All entries must be extracted exactly, with nothing added or dropped.

Extracted material:
___

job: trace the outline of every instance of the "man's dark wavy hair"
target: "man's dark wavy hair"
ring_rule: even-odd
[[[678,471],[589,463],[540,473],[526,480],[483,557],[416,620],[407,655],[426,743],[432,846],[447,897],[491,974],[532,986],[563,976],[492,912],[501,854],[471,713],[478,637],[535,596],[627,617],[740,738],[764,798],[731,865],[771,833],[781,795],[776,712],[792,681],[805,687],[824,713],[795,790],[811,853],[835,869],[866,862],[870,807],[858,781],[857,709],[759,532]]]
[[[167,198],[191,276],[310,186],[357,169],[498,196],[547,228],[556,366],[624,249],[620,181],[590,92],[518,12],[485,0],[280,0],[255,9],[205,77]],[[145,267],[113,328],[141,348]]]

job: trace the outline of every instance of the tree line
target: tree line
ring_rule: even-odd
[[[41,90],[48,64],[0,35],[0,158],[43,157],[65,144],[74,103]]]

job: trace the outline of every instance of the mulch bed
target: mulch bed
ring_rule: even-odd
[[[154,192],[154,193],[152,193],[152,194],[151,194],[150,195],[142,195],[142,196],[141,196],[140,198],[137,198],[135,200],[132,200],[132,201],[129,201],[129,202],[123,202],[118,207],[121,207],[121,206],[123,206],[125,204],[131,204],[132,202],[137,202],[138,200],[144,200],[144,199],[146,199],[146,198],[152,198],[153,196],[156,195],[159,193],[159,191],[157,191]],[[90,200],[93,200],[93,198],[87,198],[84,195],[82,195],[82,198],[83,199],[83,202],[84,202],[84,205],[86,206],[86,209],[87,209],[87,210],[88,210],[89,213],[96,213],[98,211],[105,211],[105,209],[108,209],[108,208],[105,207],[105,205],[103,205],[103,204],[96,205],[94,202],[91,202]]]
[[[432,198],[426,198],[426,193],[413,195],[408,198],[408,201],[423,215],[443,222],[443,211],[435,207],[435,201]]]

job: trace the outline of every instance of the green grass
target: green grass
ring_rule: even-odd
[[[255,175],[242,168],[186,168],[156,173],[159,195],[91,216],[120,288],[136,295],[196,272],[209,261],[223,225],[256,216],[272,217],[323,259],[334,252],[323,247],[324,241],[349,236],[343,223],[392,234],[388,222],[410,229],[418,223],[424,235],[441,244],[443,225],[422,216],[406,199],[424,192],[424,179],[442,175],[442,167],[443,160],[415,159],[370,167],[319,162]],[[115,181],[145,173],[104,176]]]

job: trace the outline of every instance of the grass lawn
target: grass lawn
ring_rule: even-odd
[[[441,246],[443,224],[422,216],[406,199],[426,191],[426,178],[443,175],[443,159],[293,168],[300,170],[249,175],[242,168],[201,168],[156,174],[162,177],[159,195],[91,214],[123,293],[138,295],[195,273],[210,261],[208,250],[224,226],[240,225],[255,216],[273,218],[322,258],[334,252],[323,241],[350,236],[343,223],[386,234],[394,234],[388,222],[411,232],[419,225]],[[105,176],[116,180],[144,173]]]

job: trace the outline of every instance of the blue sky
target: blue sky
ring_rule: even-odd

___

Output below:
job: trace the outline of every instance of the "man's dark wavy hair"
target: "man's dark wavy hair"
ring_rule: even-odd
[[[678,471],[589,463],[540,473],[526,480],[483,557],[416,620],[407,655],[426,743],[432,846],[447,897],[491,974],[532,986],[563,976],[492,912],[501,854],[471,713],[478,637],[535,596],[627,617],[740,738],[764,798],[731,865],[771,833],[781,795],[776,712],[792,681],[805,687],[824,713],[795,790],[811,853],[835,869],[866,862],[870,807],[858,781],[857,709],[759,532]]]
[[[167,198],[191,276],[310,186],[357,169],[498,196],[547,228],[556,366],[624,249],[620,181],[590,92],[518,12],[485,0],[280,0],[255,9],[205,77]],[[145,267],[113,328],[141,348]]]

job: trace the outline of every instance of the tree line
target: tree line
ring_rule: even-odd
[[[41,90],[48,64],[0,35],[0,158],[43,157],[65,144],[74,103]]]

job: trace the outline of every instance of the mulch bed
target: mulch bed
ring_rule: even-odd
[[[154,192],[154,193],[152,193],[152,194],[151,194],[150,195],[142,195],[142,196],[141,196],[140,198],[137,198],[135,200],[132,200],[132,201],[129,201],[129,202],[123,202],[118,207],[121,207],[121,206],[123,206],[125,204],[131,204],[132,202],[137,202],[138,200],[144,200],[144,199],[146,199],[146,198],[152,198],[153,196],[156,195],[159,193],[159,191],[157,191]],[[90,200],[93,200],[93,198],[87,198],[84,195],[82,195],[82,198],[83,199],[83,202],[84,202],[84,205],[86,206],[86,209],[87,209],[87,210],[88,210],[89,213],[96,213],[98,211],[105,211],[105,209],[108,209],[108,208],[105,207],[105,205],[103,205],[103,204],[96,205],[94,202],[91,202]]]
[[[432,198],[426,198],[426,193],[413,195],[408,198],[408,201],[423,215],[443,222],[443,211],[435,207],[435,201]]]

job: trace the outline of every instance of the green grass
target: green grass
ring_rule: even-odd
[[[255,175],[242,168],[186,168],[156,173],[159,195],[91,216],[120,288],[136,295],[196,272],[209,261],[223,225],[256,216],[272,217],[323,259],[334,252],[323,247],[324,241],[349,236],[343,223],[392,234],[388,222],[410,229],[418,223],[424,235],[441,244],[443,225],[422,216],[406,199],[424,192],[424,179],[442,175],[442,167],[443,160],[415,159],[370,167],[319,162]],[[115,181],[145,173],[104,176]]]

job: trace the outline of every instance of the grass lawn
target: grass lawn
ring_rule: even-odd
[[[441,246],[443,224],[422,216],[406,199],[426,191],[426,178],[443,175],[443,159],[293,168],[300,170],[249,175],[242,168],[201,168],[156,174],[162,177],[159,195],[91,214],[123,293],[138,295],[195,273],[210,261],[208,250],[224,226],[240,225],[255,216],[273,218],[322,258],[334,252],[323,241],[350,236],[343,223],[386,234],[394,234],[388,222],[411,232],[419,225]],[[105,176],[116,180],[144,173]]]

job: trace the outline of every instance of the blue sky
target: blue sky
ring_rule: even-odd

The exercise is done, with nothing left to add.